=== Text extract ===
Preparation of composite materials.
In the first way, magnesium powder and HA powder were mixed manually in hexane for 5 min. Hexane was selected to create doughy mass and prepare more a homogenous mixture. Mixed powders were pressed at 80 kN at room temperature to prepare green compacts 20 mm in diameter and 15 mm in height and then extruded at 400°C.
The second group of materials was prepared by milling the Mg and HA powders together in a planetary mill for 20 min with rotation speed of 400 rpm under the argon atmosphere. The weight ratio between powders and steel balls was set up to 1:70. Milled powders were pressed at 80 kN to green compacts and then extruded at 400°C. To characterize the effect of extrusion temperature on properties of prepared composites, pure magnesium and samples with 5 wt.% of HA were prepared using this method also at extrusion temperatures 300°C and 500°C.
As an alternative to the compaction by extrusion process, milled powder mixture with 5 wt.% of HA was processed by the SPS method. During this procedure, powder was pressed at 80 MPa and then heated up to 400°C for 5 min with a heating rate of 100°C/min. The preparation at 500°C and at same conditions was performed to estimate the effect on structure and mechanical properties of prepared composite.
2.2 Structure characterization
For structure observation, samples were grinded on emery papers (Buehler, Lake Bluff, IL, USA) and polished on diamond paste (Urdiamant s.r.o., Šumperk, Czech Republic) and colloidal silica (Urdiamant s.r.o., Šumperk, Czech Republic). Samples were etched in solution containing 10 ml of acetic acid, 4.2 g of picric acid, 10 ml of distilled water, and 70 ml of ethanol. The structure of powders and prepared composites was studied by light microscopy and scanning electron microscopy (Tescan Vega 3, TESCAN Brno, s.r.o., Brno, Czech Republic) equipped with energy dispersion spectrometry (AZtec, Oxford Instruments, Prague, Czech Republic). Phase composition was studied using X-ray diffraction (XRD) (X-Pert Pro, PANalytical GmbH, Kassel, Germany). The Rietveld analysis was performed to confirm the formation of fine-grained material during the preparation procedure. This analysis was implemented in HighScore Plus 3.0e (PANalytical, Almelo, The Netherlands). The split pseudo-Voigt analytical function was used to fit peak profiles. The structure models were taken from the Inorganic Crystal Structure Database (ICSD), and the atomic coordinates and Biso parameters of all atoms were fixed for all phases.
===
Directive A:
Can you reproduce the records below word for word, keeping every line of each?
=== Recorded information ===
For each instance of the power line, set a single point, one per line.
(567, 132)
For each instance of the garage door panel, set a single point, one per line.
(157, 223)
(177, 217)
===
Directive B:
In the text on composite preparation, how would the paragraph beginning "As an alternative to the compaction" read as a short list that keeps its main facts?

Full solution A:
For each instance of the power line, set a single point, one per line.
(567, 132)
For each instance of the garage door panel, set a single point, one per line.
(157, 223)
(177, 217)

Full solution B:
- Instead of extrusion, a milled powder mixture with 5 wt.% of HA was compacted by the SPS method.
- The powder was pressed at 80 MPa and heated to 400°C for 5 min at a heating rate of 100°C/min.
- Preparation at 500°C under the same conditions was done to estimate the effect on the composite's structure and mechanical properties.